### Extract provided
BEGIN
Workers install gear inside a tunnel in Huzhou, East China's Zhejiang Province on February 2, 2023 for the 25.6-kilometer suburban railway in Hangzhou. Some analysts say infrastructure investment in the first quarter could see double-digit growth as localities ramp up projects across China. Photo: cnsphoto
China has accelerated infrastructure investment in the first quarter of this year to propel economic growth, launching more than 10,000 projects throughout the country.
Analysts estimated that infrastructure investment grew 10 percent year-on-year in the first three months, driving up activity of many associated downstream enterprises and broad market demand for basic materials.
According to incomplete statistics, 14 provinces had announced data on major projects for the first quarter as of Monday, launching a total of 12,571 major projects in sectors including transport, water conservation, advanced manufacturing, modern services and new types of infrastructure.
The combined investment reached approximately 7 trillion yuan ($1.03 trillion), according to media reports.
Fixed-asset investment in railways totaled 113.55 billion yuan in the first quarter, an expansion of 6.6 percent on a yearly basis, according to data China State Railway Group Co sent to the Global Times.
END
### Recorded information
BEGIN
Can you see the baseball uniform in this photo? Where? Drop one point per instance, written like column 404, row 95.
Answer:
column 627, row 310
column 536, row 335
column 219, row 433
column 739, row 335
END
### Exercise set
1. For the article on China's infrastructure investment, say whether each statement agrees with it. Answer yes or no for each and quote the words of the article that decide it.
(a) As of Monday, 14 provinces had announced data on major projects for the first quarter.
(b) Fixed-asset investment in railways grew 10 percent year-on-year in the first quarter.
(c) The tunnel work in Huzhou was for a suburban railway in Hangzhou.
2. Reproduce word for word the part of the article on China's infrastructure investment from "According to incomplete" to "the Global Times.".

### Outputs in order
1.
(a) Yes: "14 provinces had announced data on major projects for the first quarter as of Monday"
(b) No: "an expansion of 6.6 percent on a yearly basis"
(c) Yes: "for the 25.6-kilometer suburban railway in Hangzhou"

2.
According to incomplete statistics, 14 provinces had announced data on major projects for the first quarter as of Monday, launching a total of 12,571 major projects in sectors including transport, water conservation, advanced manufacturing, modern services and new types of infrastructure.
The combined investment reached approximately 7 trillion yuan ($1.03 trillion), according to media reports.
Fixed-asset investment in railways totaled 113.55 billion yuan in the first quarter, an expansion of 6.6 percent on a yearly basis, according to data China State Railway Group Co sent to the Global Times.